[[ Record extracts open ]]
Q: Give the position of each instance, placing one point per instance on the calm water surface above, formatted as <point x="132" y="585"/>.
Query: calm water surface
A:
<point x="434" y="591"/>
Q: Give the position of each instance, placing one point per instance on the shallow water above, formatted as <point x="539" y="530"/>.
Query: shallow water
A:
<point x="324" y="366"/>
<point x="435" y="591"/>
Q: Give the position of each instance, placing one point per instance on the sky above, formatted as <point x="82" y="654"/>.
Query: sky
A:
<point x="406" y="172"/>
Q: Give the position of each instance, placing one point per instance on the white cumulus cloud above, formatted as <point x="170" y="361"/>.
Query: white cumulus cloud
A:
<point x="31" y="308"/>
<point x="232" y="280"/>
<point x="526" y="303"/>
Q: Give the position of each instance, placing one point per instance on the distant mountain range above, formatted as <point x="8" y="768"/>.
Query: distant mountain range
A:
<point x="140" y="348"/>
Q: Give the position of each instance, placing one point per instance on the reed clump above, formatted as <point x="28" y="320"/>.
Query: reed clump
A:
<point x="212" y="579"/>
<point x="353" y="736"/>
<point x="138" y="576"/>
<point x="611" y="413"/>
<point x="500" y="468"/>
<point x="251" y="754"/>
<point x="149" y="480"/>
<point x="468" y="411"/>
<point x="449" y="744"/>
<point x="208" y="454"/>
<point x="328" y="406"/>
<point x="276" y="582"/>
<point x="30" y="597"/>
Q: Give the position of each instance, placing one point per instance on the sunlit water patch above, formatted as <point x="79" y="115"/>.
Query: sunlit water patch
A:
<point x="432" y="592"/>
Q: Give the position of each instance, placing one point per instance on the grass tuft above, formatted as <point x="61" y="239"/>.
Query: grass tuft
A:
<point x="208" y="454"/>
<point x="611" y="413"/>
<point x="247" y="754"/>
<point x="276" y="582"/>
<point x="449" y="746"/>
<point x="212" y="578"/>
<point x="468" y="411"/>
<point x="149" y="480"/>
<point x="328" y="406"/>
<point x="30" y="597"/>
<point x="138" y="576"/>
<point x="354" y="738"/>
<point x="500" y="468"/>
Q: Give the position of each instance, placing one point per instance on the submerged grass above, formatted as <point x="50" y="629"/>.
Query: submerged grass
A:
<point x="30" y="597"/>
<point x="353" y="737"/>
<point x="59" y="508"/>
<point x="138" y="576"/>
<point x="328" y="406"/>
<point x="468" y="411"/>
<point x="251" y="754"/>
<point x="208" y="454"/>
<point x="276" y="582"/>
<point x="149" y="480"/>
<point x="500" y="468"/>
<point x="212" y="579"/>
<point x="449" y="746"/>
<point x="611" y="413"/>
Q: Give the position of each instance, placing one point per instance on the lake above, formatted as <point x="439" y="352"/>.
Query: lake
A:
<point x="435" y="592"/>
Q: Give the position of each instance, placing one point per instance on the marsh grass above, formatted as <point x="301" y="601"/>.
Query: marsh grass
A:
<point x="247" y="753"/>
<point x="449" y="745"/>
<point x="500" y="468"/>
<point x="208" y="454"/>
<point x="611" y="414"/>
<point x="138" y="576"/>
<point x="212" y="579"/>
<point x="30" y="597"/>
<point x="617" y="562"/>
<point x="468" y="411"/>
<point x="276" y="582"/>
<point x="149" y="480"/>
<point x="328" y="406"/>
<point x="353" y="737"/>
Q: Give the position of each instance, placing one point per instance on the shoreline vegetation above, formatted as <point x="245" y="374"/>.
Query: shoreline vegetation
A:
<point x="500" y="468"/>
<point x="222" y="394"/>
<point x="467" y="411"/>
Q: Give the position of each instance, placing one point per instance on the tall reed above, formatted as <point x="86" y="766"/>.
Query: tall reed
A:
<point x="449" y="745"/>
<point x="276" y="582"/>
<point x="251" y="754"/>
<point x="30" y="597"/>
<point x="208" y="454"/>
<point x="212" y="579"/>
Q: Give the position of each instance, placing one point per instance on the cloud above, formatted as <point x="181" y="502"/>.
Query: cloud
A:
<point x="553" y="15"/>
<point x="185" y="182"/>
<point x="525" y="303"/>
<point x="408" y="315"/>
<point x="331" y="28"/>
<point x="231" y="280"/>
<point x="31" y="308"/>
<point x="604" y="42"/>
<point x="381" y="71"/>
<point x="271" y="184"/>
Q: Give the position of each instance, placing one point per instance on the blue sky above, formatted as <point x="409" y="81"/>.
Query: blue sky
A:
[[ Record extracts closed ]]
Work to complete ->
Print every record exactly as written.

The answer ->
Q: Give the position of each instance, placing one point per instance on the calm water surface above, formatted as <point x="132" y="585"/>.
Query: calm water surface
A:
<point x="434" y="591"/>
Q: Give the position of each instance, placing one point per instance on the shallow water above, formatted as <point x="539" y="530"/>.
Query: shallow water
A:
<point x="324" y="366"/>
<point x="435" y="591"/>
Q: Give the position of each instance, placing one point per instance on the sky above, formatted as <point x="82" y="654"/>.
Query: sky
A:
<point x="406" y="172"/>
Q: Give the position of each instance, placing one point per instance on the white cumulus cloud above, formatted as <point x="170" y="361"/>.
Query: white cumulus cloud
A:
<point x="31" y="308"/>
<point x="232" y="280"/>
<point x="526" y="303"/>
Q: Give the position of each instance, placing one point per instance on the distant mountain range above, formatted as <point x="8" y="768"/>.
Query: distant mountain range
A:
<point x="140" y="348"/>
Q: Give the position of each instance, placing one point per instance on the reed clump above, formatted as <point x="28" y="320"/>.
Query: reed clump
A:
<point x="212" y="579"/>
<point x="353" y="736"/>
<point x="138" y="576"/>
<point x="611" y="413"/>
<point x="500" y="468"/>
<point x="251" y="754"/>
<point x="149" y="480"/>
<point x="468" y="411"/>
<point x="449" y="744"/>
<point x="208" y="454"/>
<point x="328" y="406"/>
<point x="276" y="582"/>
<point x="30" y="597"/>
Q: Give the position of each instance, placing one point per instance on the sunlit water patch above, formatted as <point x="79" y="115"/>.
Query: sunlit water patch
A:
<point x="432" y="592"/>
Q: Give the position of each instance, placing one point per instance on the grass tuft above, formatted as <point x="61" y="239"/>.
Query: grass tuft
A:
<point x="208" y="454"/>
<point x="611" y="413"/>
<point x="247" y="754"/>
<point x="276" y="582"/>
<point x="449" y="746"/>
<point x="212" y="578"/>
<point x="468" y="411"/>
<point x="149" y="480"/>
<point x="328" y="406"/>
<point x="30" y="597"/>
<point x="138" y="576"/>
<point x="354" y="738"/>
<point x="500" y="468"/>
Q: Give the position of each instance, placing one point per instance on the submerged grass above, formatted as <point x="50" y="629"/>.
Query: submerged grass
A:
<point x="30" y="597"/>
<point x="353" y="737"/>
<point x="59" y="508"/>
<point x="138" y="576"/>
<point x="328" y="406"/>
<point x="468" y="411"/>
<point x="251" y="754"/>
<point x="208" y="454"/>
<point x="276" y="582"/>
<point x="149" y="480"/>
<point x="500" y="468"/>
<point x="212" y="579"/>
<point x="449" y="746"/>
<point x="611" y="413"/>
Q: Give the position of each instance, placing one point per instance on the lake above, formatted as <point x="439" y="352"/>.
Query: lake
A:
<point x="435" y="592"/>
Q: Give the position of each instance, placing one point per instance on the marsh grass above, formatted as <point x="301" y="601"/>.
Query: marsh grass
A:
<point x="247" y="753"/>
<point x="449" y="745"/>
<point x="500" y="468"/>
<point x="208" y="454"/>
<point x="611" y="414"/>
<point x="138" y="576"/>
<point x="212" y="579"/>
<point x="30" y="597"/>
<point x="617" y="562"/>
<point x="468" y="411"/>
<point x="276" y="582"/>
<point x="149" y="480"/>
<point x="328" y="406"/>
<point x="353" y="737"/>
Q: Give the position of each instance, placing one point per instance on the shoreline vegetation above, formatted as <point x="245" y="374"/>.
Query: shoreline vegetation
A:
<point x="500" y="468"/>
<point x="222" y="394"/>
<point x="467" y="411"/>
Q: Give the position of each instance, placing one point per instance on the tall reed above, formatted as <point x="86" y="766"/>.
Query: tall reed
A:
<point x="449" y="745"/>
<point x="276" y="582"/>
<point x="251" y="754"/>
<point x="30" y="597"/>
<point x="208" y="454"/>
<point x="212" y="579"/>
Q: Give the position of each instance, placing one point per instance on the cloud above, formatted as <point x="181" y="502"/>.
Query: cloud
A:
<point x="553" y="15"/>
<point x="185" y="182"/>
<point x="525" y="303"/>
<point x="408" y="315"/>
<point x="331" y="28"/>
<point x="231" y="280"/>
<point x="31" y="308"/>
<point x="604" y="42"/>
<point x="381" y="71"/>
<point x="271" y="184"/>
Q: Give the position of each instance, placing one point per instance on the blue sky above, formatted as <point x="409" y="81"/>.
Query: blue sky
A:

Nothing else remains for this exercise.